== Текст для изучения ==
::::
Для Фрица перевод в мастерскую отца означал возобновление учебы на мебельщика, прерванной в 1938 году после Аншлюса. Они работали под надзором вольнонаемного начальника из Людвигсхафена. «Он неплохой человек, – писал Густав, – и старается по возможности нас поддерживать. И уж точно он не нацист».
Лояльность народа к нацистам сильно пошатнулась, когда ход войны изменился и страна столкнулась с вероятностью поражения и реалиями того, к чему привел нацистский режим. 6 июня началось долгожданное вторжение во Францию союзнических сил. Тем временем Красная армия продолжала наступать на немцев с востока.
::::
== Условие задачи ==
Выведите без изменений фрагмент текста, начиная со слов «Для Фрица перевод» и заканчивая словами «немцев с востока.». Записи ниже — отдельный материал, с текстом они не связаны.
::::
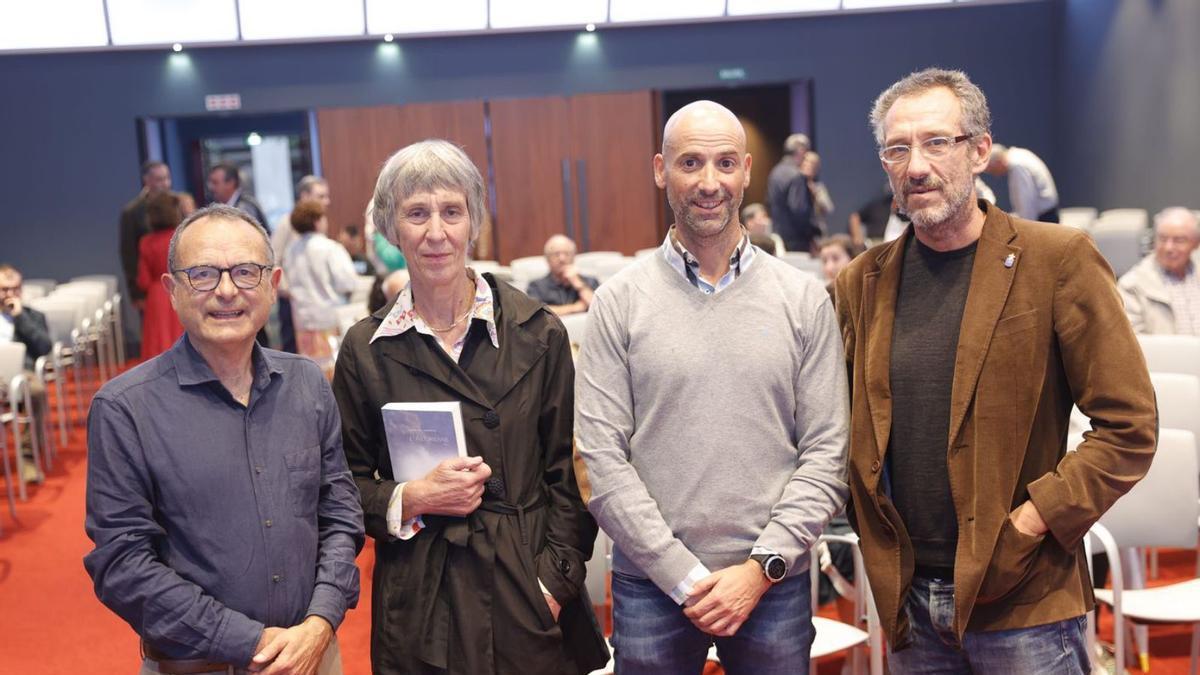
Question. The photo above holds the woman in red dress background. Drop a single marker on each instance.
(160, 324)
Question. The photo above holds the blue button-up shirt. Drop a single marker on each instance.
(213, 519)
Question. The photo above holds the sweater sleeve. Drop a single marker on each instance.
(817, 488)
(604, 424)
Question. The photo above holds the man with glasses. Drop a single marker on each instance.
(967, 341)
(27, 326)
(1162, 292)
(225, 519)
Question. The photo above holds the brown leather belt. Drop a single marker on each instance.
(183, 665)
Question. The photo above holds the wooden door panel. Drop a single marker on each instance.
(355, 143)
(529, 143)
(615, 138)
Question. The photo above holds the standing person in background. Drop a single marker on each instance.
(160, 324)
(822, 203)
(321, 276)
(789, 198)
(155, 179)
(225, 186)
(1031, 190)
(310, 187)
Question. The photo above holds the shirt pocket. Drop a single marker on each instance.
(304, 481)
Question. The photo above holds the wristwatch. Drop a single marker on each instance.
(774, 567)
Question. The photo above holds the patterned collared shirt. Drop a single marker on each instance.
(687, 264)
(1185, 296)
(403, 316)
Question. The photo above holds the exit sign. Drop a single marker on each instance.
(222, 102)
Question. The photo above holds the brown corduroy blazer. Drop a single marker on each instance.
(1043, 329)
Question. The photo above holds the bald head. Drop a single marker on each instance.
(705, 169)
(705, 114)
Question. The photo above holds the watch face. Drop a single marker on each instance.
(775, 568)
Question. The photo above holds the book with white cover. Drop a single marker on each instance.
(421, 435)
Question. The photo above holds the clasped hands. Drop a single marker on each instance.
(292, 651)
(721, 602)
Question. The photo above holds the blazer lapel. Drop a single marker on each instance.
(880, 290)
(991, 278)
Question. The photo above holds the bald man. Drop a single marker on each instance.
(717, 483)
(564, 290)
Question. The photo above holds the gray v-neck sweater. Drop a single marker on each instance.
(711, 424)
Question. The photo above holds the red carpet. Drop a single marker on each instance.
(51, 621)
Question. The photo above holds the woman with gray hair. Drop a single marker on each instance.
(480, 563)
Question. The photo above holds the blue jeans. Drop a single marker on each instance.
(652, 635)
(1051, 647)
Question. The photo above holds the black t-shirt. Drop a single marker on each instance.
(924, 341)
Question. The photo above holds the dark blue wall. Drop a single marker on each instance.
(1129, 107)
(67, 129)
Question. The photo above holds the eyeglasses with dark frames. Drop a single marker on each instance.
(931, 148)
(207, 278)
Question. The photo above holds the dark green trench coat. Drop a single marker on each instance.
(462, 595)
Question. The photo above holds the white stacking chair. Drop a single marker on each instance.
(1121, 248)
(802, 261)
(1123, 219)
(18, 395)
(833, 635)
(63, 317)
(604, 268)
(108, 280)
(528, 269)
(1171, 353)
(576, 327)
(1080, 217)
(1159, 511)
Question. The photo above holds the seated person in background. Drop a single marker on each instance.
(757, 222)
(564, 290)
(321, 278)
(837, 251)
(27, 326)
(1162, 292)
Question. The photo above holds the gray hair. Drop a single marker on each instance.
(1179, 213)
(310, 181)
(424, 167)
(976, 117)
(795, 142)
(223, 211)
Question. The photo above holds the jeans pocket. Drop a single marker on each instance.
(1011, 562)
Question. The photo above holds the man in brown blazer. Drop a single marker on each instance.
(967, 341)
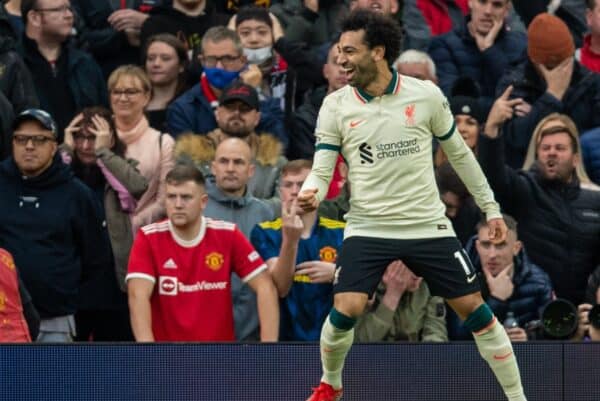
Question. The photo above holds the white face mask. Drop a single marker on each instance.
(258, 56)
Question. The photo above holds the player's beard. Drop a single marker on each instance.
(364, 73)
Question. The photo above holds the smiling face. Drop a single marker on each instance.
(356, 59)
(496, 257)
(128, 98)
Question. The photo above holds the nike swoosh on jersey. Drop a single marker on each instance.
(502, 357)
(356, 123)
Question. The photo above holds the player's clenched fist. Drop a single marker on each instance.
::::
== Решение ==
Для Фрица перевод в мастерскую отца означал возобновление учебы на мебельщика, прерванной в 1938 году после Аншлюса. Они работали под надзором вольнонаемного начальника из Людвигсхафена. «Он неплохой человек, – писал Густав, – и старается по возможности нас поддерживать. И уж точно он не нацист».
Лояльность народа к нацистам сильно пошатнулась, когда ход войны изменился и страна столкнулась с вероятностью поражения и реалиями того, к чему привел нацистский режим. 6 июня началось долгожданное вторжение во Францию союзнических сил. Тем временем Красная армия продолжала наступать на немцев с востока.